Given exercise:
Please carry on the piece on LACPA's 2016 professional advocacy theme, starting right after its last sentence.

Passage:
○ ○ ○ ○

LACPA's 2016 Presidential Theme

Professional Advocacy: Do a Lot by Doing a Little More.
Lisa Osborn, Psy.D.

Photo of Dr. Lisa OsbornOnce again, it is time for the annual issue of The Los Angeles Psychologist devoted to professional advocacy. We are now in our fifth year, which I find very hard to believe. Where has the time gone? Again, I would like to offer my expression of gratitude to the Editorial Board and LACPA Board of Directors for their commitment to the vital importance of professional advocacy to our profession and providing a forum in which to continue to educate and inspire our membership.

○ ○ ○ ○

Material shown:
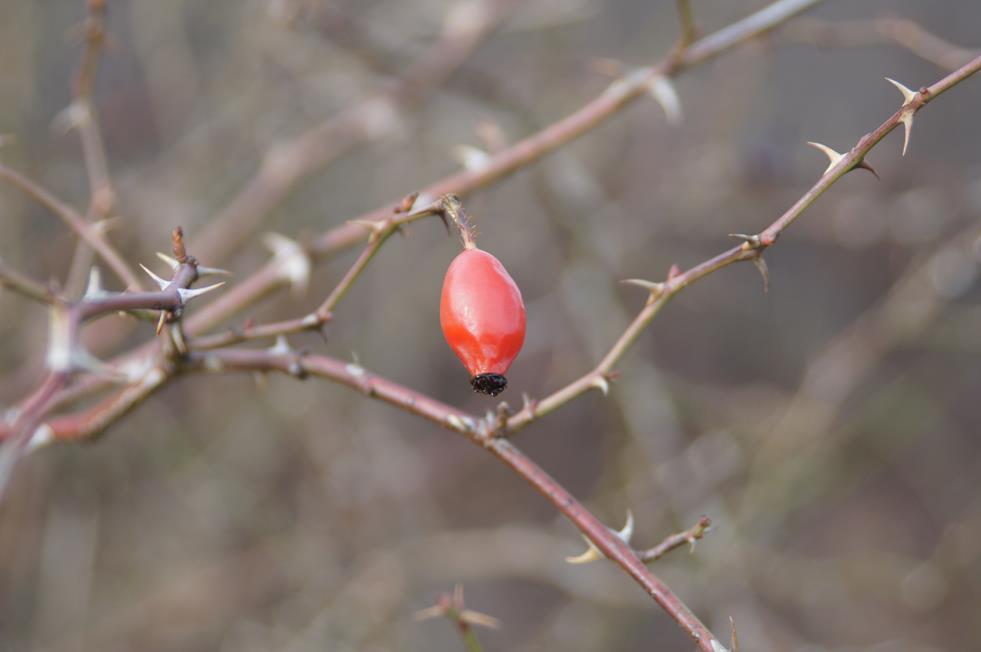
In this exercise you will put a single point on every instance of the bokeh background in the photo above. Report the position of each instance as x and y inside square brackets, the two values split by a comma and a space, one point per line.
[829, 427]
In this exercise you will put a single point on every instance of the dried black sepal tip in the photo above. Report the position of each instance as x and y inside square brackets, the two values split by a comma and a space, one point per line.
[491, 384]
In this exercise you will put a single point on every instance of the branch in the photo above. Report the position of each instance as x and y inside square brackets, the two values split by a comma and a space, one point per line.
[285, 165]
[751, 249]
[453, 608]
[687, 537]
[84, 118]
[24, 285]
[93, 148]
[886, 30]
[66, 356]
[88, 232]
[509, 160]
[379, 234]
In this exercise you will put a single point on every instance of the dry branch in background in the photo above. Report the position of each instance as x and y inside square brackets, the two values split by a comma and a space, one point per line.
[187, 345]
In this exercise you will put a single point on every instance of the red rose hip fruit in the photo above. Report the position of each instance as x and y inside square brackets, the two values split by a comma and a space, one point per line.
[483, 318]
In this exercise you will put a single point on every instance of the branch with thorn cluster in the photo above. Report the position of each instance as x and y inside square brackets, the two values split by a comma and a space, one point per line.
[189, 346]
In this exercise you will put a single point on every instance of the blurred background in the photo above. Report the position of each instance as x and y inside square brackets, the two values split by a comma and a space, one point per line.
[829, 428]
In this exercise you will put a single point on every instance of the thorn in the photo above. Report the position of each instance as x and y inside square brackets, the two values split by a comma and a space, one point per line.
[627, 532]
[662, 90]
[292, 260]
[407, 203]
[281, 346]
[71, 117]
[177, 337]
[833, 156]
[471, 158]
[472, 617]
[186, 294]
[212, 271]
[906, 117]
[592, 553]
[156, 279]
[167, 259]
[749, 241]
[761, 267]
[43, 435]
[600, 383]
[656, 289]
[908, 95]
[82, 359]
[865, 166]
[93, 288]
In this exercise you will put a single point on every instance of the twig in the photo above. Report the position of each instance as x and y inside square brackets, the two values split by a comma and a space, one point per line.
[611, 102]
[266, 279]
[885, 30]
[380, 232]
[88, 232]
[86, 121]
[688, 30]
[751, 250]
[453, 608]
[677, 540]
[287, 164]
[65, 355]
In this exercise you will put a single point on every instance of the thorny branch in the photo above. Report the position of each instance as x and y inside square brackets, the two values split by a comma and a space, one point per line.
[30, 427]
[290, 267]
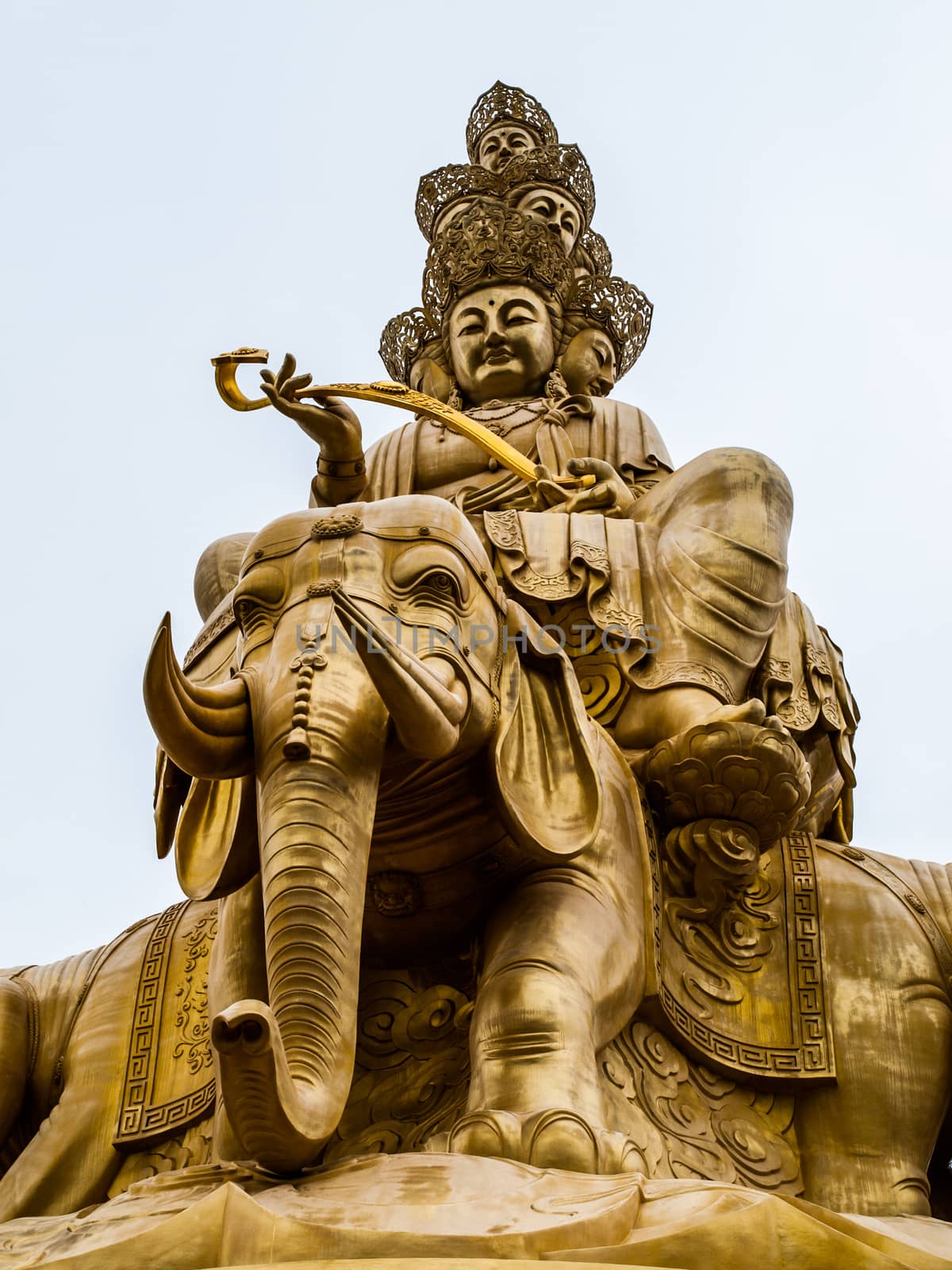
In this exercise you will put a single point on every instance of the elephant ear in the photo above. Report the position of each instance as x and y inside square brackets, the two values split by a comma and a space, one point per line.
[216, 836]
[550, 791]
[216, 844]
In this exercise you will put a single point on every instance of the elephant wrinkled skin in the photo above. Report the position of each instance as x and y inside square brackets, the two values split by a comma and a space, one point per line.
[378, 662]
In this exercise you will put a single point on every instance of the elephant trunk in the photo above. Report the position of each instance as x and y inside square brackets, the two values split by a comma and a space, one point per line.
[286, 1068]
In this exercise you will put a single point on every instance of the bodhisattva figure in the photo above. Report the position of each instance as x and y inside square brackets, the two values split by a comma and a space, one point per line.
[697, 556]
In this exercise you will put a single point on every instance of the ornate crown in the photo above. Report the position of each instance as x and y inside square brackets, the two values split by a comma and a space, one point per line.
[438, 190]
[503, 102]
[403, 341]
[492, 243]
[562, 167]
[621, 310]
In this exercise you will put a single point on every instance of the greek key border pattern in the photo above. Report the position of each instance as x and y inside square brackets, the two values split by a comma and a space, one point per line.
[136, 1117]
[812, 1058]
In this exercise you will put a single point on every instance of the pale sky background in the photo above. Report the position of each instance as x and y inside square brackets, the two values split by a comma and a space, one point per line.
[183, 178]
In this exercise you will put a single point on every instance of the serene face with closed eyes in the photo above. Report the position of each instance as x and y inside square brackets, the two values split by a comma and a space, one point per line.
[555, 209]
[589, 364]
[501, 343]
[501, 144]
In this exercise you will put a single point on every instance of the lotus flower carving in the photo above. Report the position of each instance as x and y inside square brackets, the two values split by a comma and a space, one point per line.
[733, 772]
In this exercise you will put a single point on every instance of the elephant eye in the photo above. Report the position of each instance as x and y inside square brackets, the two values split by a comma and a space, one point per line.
[438, 584]
[249, 615]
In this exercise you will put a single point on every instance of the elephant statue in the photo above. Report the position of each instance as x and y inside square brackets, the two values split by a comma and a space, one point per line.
[424, 775]
[400, 768]
[365, 694]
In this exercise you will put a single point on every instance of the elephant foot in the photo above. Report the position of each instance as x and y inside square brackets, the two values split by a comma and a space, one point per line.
[555, 1138]
[279, 1123]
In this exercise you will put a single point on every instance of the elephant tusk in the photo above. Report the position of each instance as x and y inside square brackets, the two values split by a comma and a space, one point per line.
[205, 729]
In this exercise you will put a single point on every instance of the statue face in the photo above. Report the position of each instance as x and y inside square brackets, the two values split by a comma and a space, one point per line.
[448, 215]
[503, 143]
[589, 364]
[428, 376]
[558, 210]
[501, 343]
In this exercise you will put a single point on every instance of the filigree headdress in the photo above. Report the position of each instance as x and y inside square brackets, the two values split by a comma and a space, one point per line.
[594, 254]
[492, 243]
[450, 184]
[556, 167]
[403, 341]
[503, 102]
[619, 309]
[560, 167]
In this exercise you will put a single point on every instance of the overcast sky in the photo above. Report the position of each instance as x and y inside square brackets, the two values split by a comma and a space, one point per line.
[183, 178]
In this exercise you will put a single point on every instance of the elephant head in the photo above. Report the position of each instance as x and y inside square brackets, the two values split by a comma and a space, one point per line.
[363, 630]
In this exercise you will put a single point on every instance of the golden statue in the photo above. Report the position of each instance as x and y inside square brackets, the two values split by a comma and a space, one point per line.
[511, 791]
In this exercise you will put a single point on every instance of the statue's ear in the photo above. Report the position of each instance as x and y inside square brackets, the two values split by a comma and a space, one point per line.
[550, 791]
[216, 842]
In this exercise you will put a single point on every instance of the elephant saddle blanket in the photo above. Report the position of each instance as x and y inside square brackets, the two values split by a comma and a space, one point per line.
[744, 990]
[169, 1081]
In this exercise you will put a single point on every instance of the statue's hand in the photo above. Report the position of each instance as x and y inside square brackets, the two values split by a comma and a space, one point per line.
[609, 495]
[333, 425]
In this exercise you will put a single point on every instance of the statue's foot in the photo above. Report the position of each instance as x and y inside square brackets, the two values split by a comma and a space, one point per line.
[555, 1138]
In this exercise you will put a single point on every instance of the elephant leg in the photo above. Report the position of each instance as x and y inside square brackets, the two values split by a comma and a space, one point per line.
[562, 975]
[236, 972]
[14, 1052]
[69, 1162]
[866, 1142]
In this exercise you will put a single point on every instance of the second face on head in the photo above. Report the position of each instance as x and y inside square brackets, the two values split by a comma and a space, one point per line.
[505, 141]
[589, 364]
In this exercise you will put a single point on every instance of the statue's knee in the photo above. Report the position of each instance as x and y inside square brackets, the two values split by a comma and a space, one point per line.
[734, 471]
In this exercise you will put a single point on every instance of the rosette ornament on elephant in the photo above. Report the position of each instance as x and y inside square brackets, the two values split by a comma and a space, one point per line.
[424, 772]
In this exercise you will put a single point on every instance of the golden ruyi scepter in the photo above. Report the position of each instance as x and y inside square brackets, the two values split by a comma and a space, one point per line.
[387, 394]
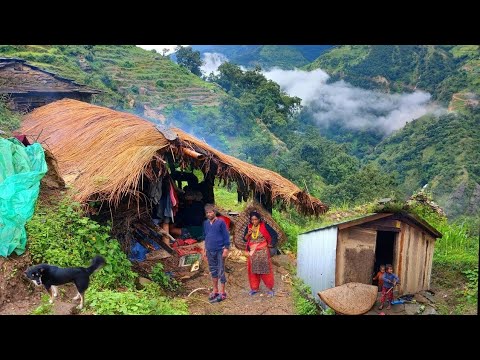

○ ○ ○ ○

Output of the task:
This year, I write this column wearing two hats. One hat is that of LACPA’s Local Advocacy Network (LAN) representative (formerly named Government Affairs Chair or GAC) and Guest Editor. The other hat is that of LACPA’s President-Elect. In that role, it is our organization’s tradition that in this issue, the President-Elect introduces him or herself and their presidential theme for the upcoming year. If you guessed that my presidential theme would have something to do with professional advocacy, you guessed correctly. But first, let me explain what I mean by professional advocacy because it has a broader meaning than just governmental or legislative advocacy. To be effective in advocating for our profession, we must address three different and equally important groups: the public, business and industry, as well as governmental and regulatory bodies.

Many LACPA members already do their share in advocating for our profession, while others have not yet found a way to contribute in this arena. In my presidential year, I will be urging LACPA members to find a way to advocate for our profession through one of the avenues outlined and to just do a little more than they are currently doing. The idea is that if we all do just a little more (with regard to professional advocacy) than we are doing now, collectively it will make a big difference to our profession. Hence, my presidential theme is going to be Professional Advocacy: Do a Lot by Doing a Little More.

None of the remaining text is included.